• DIRECTIONS FOR THIS TASK: Rewrite every line of the data below, starting at the line that contains "Hi there — would you mind finding the metal grill" and continuing through the last line of the data. Offset each coordinate in the answers by adding 140 to it, and leave all other numbers unchanged.

-- START MATERIAL FOR THIS EXERCISE --

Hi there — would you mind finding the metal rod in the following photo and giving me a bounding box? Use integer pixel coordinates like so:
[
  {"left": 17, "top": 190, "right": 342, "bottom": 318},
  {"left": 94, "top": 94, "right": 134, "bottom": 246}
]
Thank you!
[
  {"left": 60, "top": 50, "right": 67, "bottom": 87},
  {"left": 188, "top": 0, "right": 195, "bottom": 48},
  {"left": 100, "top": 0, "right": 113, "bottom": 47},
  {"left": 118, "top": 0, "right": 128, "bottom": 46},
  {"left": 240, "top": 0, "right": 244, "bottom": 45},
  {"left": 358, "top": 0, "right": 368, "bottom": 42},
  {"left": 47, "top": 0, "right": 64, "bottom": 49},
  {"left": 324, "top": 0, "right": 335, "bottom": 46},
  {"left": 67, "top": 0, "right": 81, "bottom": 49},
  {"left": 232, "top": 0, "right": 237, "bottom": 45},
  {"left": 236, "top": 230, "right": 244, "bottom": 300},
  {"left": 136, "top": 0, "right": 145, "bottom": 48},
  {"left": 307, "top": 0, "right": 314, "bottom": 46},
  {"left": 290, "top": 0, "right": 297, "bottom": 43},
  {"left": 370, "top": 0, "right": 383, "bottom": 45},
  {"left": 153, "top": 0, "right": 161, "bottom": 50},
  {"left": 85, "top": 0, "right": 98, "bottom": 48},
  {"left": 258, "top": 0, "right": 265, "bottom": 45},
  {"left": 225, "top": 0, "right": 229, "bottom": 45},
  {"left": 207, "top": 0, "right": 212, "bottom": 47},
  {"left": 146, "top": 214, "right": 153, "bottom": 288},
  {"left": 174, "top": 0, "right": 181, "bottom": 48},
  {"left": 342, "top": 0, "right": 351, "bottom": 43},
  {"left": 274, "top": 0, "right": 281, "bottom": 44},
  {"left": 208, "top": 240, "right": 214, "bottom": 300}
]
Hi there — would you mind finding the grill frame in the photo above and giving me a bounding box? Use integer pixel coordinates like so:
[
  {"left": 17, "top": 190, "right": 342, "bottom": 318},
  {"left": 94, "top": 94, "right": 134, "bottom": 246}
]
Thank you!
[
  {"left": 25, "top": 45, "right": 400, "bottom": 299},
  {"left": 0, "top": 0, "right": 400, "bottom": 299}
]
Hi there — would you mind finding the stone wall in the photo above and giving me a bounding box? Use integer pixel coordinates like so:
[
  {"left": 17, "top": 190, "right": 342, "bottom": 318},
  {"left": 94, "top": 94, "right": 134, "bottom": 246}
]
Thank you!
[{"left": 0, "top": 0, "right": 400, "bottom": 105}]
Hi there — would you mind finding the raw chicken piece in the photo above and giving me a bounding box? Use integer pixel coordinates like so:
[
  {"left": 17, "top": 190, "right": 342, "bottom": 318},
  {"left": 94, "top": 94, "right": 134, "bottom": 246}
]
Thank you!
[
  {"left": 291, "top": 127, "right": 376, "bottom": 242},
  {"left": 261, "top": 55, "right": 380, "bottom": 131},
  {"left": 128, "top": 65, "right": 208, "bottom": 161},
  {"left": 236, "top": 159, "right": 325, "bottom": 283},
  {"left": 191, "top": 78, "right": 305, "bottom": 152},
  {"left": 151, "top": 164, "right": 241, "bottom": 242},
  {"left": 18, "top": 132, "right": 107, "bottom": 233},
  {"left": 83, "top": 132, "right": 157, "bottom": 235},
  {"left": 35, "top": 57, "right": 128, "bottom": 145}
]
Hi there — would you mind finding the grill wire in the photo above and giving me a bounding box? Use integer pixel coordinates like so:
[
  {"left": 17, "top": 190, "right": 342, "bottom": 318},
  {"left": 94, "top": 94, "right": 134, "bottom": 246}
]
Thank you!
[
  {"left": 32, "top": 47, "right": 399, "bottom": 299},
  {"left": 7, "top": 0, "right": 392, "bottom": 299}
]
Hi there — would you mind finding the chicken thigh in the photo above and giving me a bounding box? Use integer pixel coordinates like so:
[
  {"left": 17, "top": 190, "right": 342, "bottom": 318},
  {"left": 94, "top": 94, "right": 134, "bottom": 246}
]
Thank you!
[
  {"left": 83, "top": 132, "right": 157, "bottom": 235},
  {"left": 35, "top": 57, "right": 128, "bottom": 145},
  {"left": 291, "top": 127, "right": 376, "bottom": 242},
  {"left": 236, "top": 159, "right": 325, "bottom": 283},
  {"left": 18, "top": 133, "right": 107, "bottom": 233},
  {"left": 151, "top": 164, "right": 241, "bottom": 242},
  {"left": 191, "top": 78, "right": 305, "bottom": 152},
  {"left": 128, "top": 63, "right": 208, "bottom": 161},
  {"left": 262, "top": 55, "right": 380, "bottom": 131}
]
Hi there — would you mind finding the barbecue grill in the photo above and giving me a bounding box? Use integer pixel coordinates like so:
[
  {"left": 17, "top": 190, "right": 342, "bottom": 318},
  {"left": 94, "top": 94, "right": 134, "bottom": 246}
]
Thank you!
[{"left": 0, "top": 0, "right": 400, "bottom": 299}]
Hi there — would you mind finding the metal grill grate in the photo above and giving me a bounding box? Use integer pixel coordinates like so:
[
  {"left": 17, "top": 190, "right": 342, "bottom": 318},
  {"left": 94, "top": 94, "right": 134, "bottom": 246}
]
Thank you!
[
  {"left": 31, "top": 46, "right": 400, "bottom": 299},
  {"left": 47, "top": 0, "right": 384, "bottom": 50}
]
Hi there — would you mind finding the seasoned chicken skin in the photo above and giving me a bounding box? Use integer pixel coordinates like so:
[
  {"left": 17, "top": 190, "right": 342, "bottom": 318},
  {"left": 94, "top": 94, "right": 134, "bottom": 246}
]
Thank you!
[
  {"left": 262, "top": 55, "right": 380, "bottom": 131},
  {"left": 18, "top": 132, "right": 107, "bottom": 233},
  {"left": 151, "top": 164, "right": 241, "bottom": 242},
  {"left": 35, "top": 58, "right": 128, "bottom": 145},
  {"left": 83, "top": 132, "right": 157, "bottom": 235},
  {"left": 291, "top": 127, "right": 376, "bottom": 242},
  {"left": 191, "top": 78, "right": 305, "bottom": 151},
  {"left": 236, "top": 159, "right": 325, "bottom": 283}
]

-- END MATERIAL FOR THIS EXERCISE --

• WRITTEN SOLUTION:
Hi there — would you mind finding the metal grill grate in the photo above and giving me a bounding box? Use integer pixel coordinates like so:
[
  {"left": 17, "top": 190, "right": 342, "bottom": 318},
  {"left": 94, "top": 94, "right": 134, "bottom": 246}
]
Thank you!
[
  {"left": 171, "top": 186, "right": 540, "bottom": 439},
  {"left": 187, "top": 140, "right": 524, "bottom": 190}
]
Hi there — would you mind finding the seasoned chicken skin in the photo above and giving me a bounding box? Use integer pixel coordinates like so:
[
  {"left": 17, "top": 190, "right": 342, "bottom": 318},
  {"left": 94, "top": 94, "right": 134, "bottom": 246}
]
Thank you!
[
  {"left": 402, "top": 195, "right": 520, "bottom": 271},
  {"left": 158, "top": 272, "right": 247, "bottom": 373},
  {"left": 291, "top": 304, "right": 381, "bottom": 382},
  {"left": 175, "top": 198, "right": 268, "bottom": 285},
  {"left": 223, "top": 272, "right": 297, "bottom": 375},
  {"left": 431, "top": 267, "right": 516, "bottom": 382},
  {"left": 331, "top": 218, "right": 445, "bottom": 291},
  {"left": 376, "top": 299, "right": 465, "bottom": 423}
]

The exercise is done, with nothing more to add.